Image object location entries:
════
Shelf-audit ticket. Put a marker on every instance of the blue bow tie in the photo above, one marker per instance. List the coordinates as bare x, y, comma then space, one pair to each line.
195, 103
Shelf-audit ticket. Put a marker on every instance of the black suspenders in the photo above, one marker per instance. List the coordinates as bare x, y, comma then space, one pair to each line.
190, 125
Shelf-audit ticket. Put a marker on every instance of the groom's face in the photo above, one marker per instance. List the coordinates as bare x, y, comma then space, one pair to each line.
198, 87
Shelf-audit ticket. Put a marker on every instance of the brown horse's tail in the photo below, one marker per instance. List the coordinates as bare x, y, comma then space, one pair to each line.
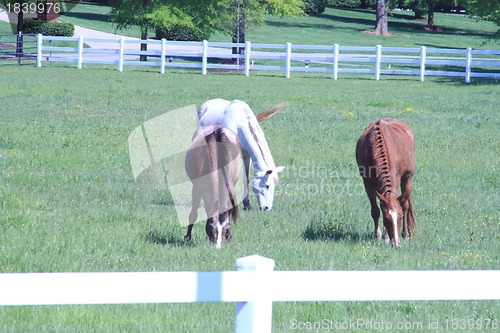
411, 223
265, 115
234, 204
226, 157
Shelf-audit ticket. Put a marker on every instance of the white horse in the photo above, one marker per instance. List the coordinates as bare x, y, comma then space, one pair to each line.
238, 117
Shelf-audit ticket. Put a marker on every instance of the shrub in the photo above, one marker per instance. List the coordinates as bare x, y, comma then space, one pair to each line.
314, 7
33, 26
183, 33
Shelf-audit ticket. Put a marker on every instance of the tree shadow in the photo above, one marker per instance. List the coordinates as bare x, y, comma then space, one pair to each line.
158, 238
325, 228
398, 23
88, 16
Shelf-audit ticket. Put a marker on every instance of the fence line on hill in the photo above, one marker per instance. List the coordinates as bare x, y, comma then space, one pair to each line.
253, 287
288, 58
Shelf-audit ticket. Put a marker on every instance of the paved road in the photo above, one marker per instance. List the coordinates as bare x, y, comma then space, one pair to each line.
90, 33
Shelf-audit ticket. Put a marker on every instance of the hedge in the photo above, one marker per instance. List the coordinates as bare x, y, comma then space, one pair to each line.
34, 26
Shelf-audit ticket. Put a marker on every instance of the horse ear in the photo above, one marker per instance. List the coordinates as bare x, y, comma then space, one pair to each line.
381, 197
260, 174
279, 169
403, 197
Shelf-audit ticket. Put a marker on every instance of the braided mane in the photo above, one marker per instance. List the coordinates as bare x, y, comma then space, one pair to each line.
379, 151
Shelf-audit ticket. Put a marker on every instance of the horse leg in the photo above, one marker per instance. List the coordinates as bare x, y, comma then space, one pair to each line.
405, 201
246, 198
193, 215
375, 211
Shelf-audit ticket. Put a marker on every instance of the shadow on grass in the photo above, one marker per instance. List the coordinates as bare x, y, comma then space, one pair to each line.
88, 16
155, 237
313, 233
331, 229
398, 23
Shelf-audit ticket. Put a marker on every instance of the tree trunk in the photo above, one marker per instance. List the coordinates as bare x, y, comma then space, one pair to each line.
144, 46
239, 34
20, 28
430, 18
381, 25
20, 22
144, 32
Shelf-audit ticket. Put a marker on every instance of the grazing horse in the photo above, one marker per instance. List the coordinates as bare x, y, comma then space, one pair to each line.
238, 117
213, 164
385, 153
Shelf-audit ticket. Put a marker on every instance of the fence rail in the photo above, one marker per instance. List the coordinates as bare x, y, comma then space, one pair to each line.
288, 58
17, 47
253, 287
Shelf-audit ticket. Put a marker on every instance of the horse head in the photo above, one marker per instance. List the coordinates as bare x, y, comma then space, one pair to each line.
392, 213
217, 229
263, 185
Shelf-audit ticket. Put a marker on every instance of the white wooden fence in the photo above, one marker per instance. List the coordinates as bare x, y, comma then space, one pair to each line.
253, 287
333, 59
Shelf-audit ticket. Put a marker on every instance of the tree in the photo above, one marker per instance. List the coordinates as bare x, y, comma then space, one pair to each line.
381, 23
236, 15
11, 4
153, 14
485, 9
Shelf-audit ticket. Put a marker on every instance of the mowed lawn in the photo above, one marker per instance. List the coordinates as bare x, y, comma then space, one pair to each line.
68, 201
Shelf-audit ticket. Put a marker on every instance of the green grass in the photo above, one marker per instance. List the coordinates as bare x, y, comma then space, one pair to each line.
68, 201
335, 25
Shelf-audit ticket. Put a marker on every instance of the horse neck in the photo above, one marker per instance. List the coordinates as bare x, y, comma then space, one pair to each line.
381, 160
260, 154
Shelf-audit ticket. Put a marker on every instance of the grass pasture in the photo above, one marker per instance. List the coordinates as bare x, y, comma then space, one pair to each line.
68, 201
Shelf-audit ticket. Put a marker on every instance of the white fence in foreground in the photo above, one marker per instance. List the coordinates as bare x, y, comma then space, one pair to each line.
254, 288
333, 59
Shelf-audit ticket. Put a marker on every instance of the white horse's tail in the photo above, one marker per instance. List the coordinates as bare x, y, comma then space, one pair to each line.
265, 115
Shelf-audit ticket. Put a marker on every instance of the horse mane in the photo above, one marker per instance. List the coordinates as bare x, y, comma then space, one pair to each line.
265, 115
259, 137
380, 158
219, 162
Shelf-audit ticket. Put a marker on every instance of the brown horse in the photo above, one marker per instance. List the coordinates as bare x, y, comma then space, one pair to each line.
385, 153
213, 164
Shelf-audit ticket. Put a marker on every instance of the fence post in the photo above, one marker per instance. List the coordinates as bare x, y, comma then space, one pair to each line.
248, 47
163, 55
255, 315
80, 52
423, 56
335, 61
288, 59
39, 42
378, 58
121, 52
468, 61
204, 58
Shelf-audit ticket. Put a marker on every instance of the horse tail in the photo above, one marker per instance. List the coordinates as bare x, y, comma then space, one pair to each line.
411, 218
265, 115
226, 159
234, 203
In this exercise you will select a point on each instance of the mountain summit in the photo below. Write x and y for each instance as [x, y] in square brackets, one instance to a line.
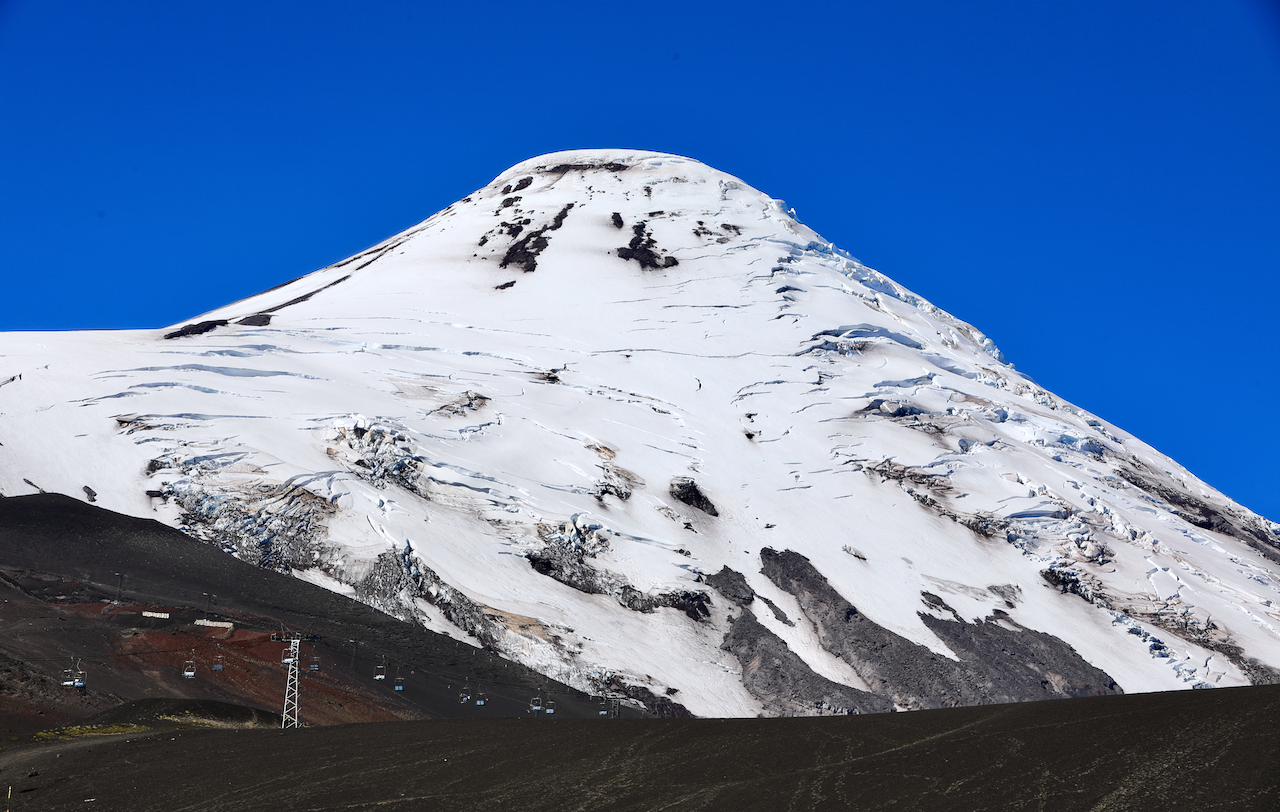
[625, 419]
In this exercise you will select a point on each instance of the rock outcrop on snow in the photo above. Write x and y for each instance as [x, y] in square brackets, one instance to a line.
[622, 418]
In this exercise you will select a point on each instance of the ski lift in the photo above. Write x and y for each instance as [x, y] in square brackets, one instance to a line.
[73, 676]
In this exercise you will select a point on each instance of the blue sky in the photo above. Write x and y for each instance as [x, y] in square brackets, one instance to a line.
[1093, 185]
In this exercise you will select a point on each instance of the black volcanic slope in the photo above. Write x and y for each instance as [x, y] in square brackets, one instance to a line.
[1208, 749]
[59, 560]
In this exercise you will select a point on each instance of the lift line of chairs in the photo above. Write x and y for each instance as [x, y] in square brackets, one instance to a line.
[74, 678]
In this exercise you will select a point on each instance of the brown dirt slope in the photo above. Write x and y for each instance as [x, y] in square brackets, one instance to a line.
[63, 564]
[1210, 749]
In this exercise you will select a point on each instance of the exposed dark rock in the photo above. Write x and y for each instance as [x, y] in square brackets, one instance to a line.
[999, 661]
[686, 491]
[784, 683]
[524, 254]
[565, 557]
[731, 584]
[1206, 516]
[777, 611]
[197, 329]
[663, 707]
[641, 249]
[609, 167]
[1010, 593]
[306, 296]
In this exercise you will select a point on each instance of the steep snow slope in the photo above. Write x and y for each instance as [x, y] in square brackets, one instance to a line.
[625, 419]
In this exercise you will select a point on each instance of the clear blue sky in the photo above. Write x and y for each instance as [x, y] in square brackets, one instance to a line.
[1095, 185]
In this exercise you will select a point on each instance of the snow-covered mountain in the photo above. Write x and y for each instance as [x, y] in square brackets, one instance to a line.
[622, 418]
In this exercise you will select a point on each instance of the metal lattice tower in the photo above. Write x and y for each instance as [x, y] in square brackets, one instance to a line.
[289, 717]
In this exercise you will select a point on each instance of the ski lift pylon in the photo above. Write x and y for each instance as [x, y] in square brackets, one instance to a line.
[73, 676]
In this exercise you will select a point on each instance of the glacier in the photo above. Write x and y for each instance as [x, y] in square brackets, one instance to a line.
[622, 418]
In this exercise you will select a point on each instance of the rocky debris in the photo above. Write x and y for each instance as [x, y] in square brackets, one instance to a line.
[565, 557]
[644, 250]
[617, 482]
[662, 707]
[524, 252]
[1202, 515]
[731, 584]
[686, 491]
[999, 661]
[197, 329]
[784, 683]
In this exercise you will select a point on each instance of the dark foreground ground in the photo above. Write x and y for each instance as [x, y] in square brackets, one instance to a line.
[76, 580]
[1210, 749]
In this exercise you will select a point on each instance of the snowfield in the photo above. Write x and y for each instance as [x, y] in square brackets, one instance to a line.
[622, 418]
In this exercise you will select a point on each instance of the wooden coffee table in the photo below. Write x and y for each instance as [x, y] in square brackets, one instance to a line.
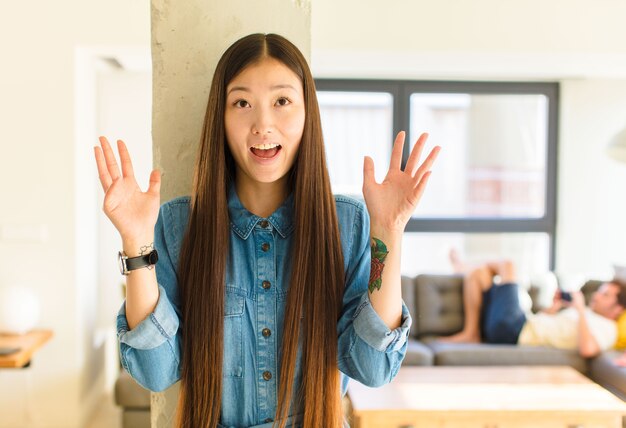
[486, 397]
════
> **Objective**
Swap "photo" for "image" throughout the part of the material from the line containing "ski lift pylon" through the end, both ends included, and leave everything else unchanged. Leave the pictures out of your answer.

> **Solution to this problem**
In this exercise you will select a point on each instance of the ski lift pylon in the image above. Write x and y for each instance as [x, y] in square brackets, one instance to a line.
[73, 676]
In this exercise you will select a point on each instance of the glacier in the image above. Write x and y for each instance as [x, y] in square brackets, one instance to a line.
[622, 418]
In this exercise you will select a point on each instance of the rocky debris in the image above. Write x and y for each instance as [x, y] in square brackets, one instance to a line.
[565, 557]
[644, 250]
[617, 482]
[662, 707]
[524, 252]
[1202, 515]
[731, 584]
[686, 491]
[999, 661]
[197, 329]
[784, 683]
In this exercise you will select a point on each instance of the dark foreground ground in the image above. Write x and y for each instance as [x, y] in square brackets, one instance to a line.
[76, 580]
[1210, 749]
In this exercise you will select a point on each instance of the snowfield in the image above. Write x and y for each instance as [x, y] in square brackets, one instance to a line.
[622, 418]
In this exercise you will select a point on each instance of the wooden coffee table in the image below. Write x and y for each instance as [x, y] in square brackets, one instance to a line.
[486, 397]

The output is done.